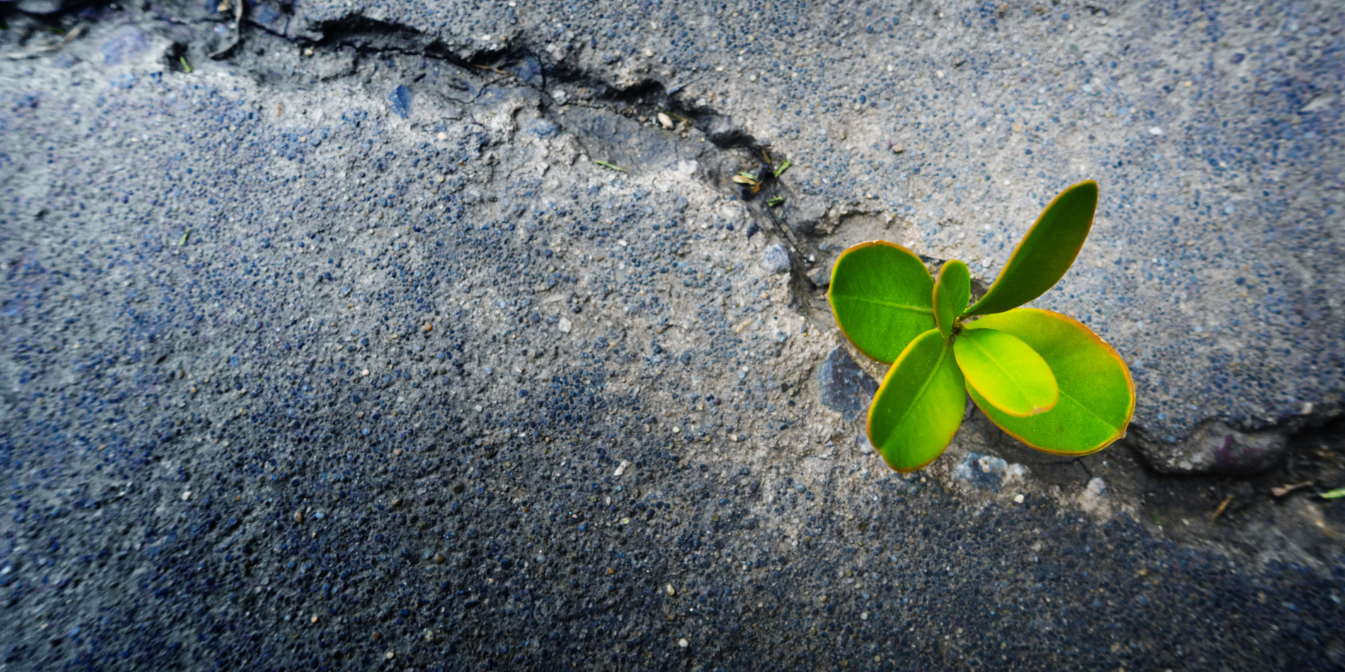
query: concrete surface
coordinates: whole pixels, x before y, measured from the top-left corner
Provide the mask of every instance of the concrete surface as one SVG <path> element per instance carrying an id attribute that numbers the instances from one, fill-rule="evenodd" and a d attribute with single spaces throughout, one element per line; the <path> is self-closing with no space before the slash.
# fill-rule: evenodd
<path id="1" fill-rule="evenodd" d="M 0 8 L 5 669 L 1345 665 L 1338 8 Z M 1132 441 L 888 472 L 824 269 L 1081 179 Z"/>

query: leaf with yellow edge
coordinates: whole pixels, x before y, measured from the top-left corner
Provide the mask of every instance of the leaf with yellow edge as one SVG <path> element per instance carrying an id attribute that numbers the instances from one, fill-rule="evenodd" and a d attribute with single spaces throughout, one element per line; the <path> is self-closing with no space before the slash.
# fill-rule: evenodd
<path id="1" fill-rule="evenodd" d="M 1026 418 L 1056 407 L 1056 376 L 1034 349 L 998 329 L 962 329 L 952 344 L 967 388 L 995 409 Z"/>
<path id="2" fill-rule="evenodd" d="M 1017 336 L 1041 355 L 1060 388 L 1054 409 L 1015 418 L 967 386 L 971 401 L 1006 433 L 1044 453 L 1067 456 L 1096 453 L 1126 435 L 1135 383 L 1120 355 L 1088 327 L 1050 310 L 1020 308 L 970 323 L 962 335 L 976 329 Z"/>

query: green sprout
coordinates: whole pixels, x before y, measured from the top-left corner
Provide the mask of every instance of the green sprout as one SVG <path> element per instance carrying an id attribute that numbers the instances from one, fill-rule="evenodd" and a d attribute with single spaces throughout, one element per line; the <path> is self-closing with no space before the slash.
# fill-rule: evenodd
<path id="1" fill-rule="evenodd" d="M 886 241 L 841 254 L 827 290 L 837 324 L 859 352 L 892 364 L 868 426 L 888 466 L 908 473 L 943 454 L 967 395 L 1044 453 L 1085 456 L 1126 435 L 1135 384 L 1120 355 L 1077 320 L 1018 308 L 1069 270 L 1096 208 L 1098 183 L 1063 191 L 971 306 L 971 271 L 960 261 L 944 263 L 936 281 L 911 250 Z"/>

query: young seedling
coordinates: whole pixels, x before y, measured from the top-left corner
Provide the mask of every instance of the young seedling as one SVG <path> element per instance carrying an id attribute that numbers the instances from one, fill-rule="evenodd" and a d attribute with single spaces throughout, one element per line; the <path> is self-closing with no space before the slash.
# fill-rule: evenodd
<path id="1" fill-rule="evenodd" d="M 908 473 L 943 454 L 967 395 L 1044 453 L 1085 456 L 1126 435 L 1135 384 L 1120 355 L 1071 317 L 1018 308 L 1069 270 L 1096 208 L 1098 183 L 1063 191 L 970 306 L 960 261 L 935 280 L 886 241 L 841 254 L 827 290 L 837 324 L 859 352 L 892 364 L 869 406 L 869 441 L 889 466 Z"/>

◆ PROBLEM REQUIREMENTS ◆
Please write out everything from the start of the listing down to the line containing "1017 336 L 1041", with "concrete surface" swapped for "paved surface" and all else unchanged. Leave the pictures out of your answer.

◆ EXERCISE RESULT ◆
query: paved surface
coordinates: whole pixels, x before y, measured from the top-left corner
Provide the mask of every instance of the paved surface as one SVG <path> element per instance carrying an id attribute that numbers the instances from one, fill-rule="evenodd" and a d attribute with single spaces throughout, one element per line; the <path> is self-closing with no space before the slash.
# fill-rule: evenodd
<path id="1" fill-rule="evenodd" d="M 0 8 L 5 669 L 1345 665 L 1338 8 Z M 1132 441 L 888 472 L 824 269 L 1081 179 Z"/>

query: leaf with yellow edge
coordinates: whole pixels, x before y, measured from the top-left corner
Provide the mask of every instance of the leaf with yellow edge as one SVG <path> element per instance carrying an id attribute that numbers the instances from one, fill-rule="evenodd" and a d attribute with single spaces throughout, one element per line; the <path> is self-closing with no space before the slash.
# fill-rule: evenodd
<path id="1" fill-rule="evenodd" d="M 1026 418 L 1056 407 L 1056 376 L 1034 349 L 998 329 L 962 329 L 952 344 L 967 388 L 995 409 Z"/>
<path id="2" fill-rule="evenodd" d="M 1017 336 L 1041 355 L 1060 388 L 1054 409 L 1015 418 L 967 386 L 971 401 L 1006 433 L 1044 453 L 1067 456 L 1096 453 L 1126 435 L 1135 383 L 1120 355 L 1088 327 L 1050 310 L 1020 308 L 970 323 L 962 335 L 976 329 Z"/>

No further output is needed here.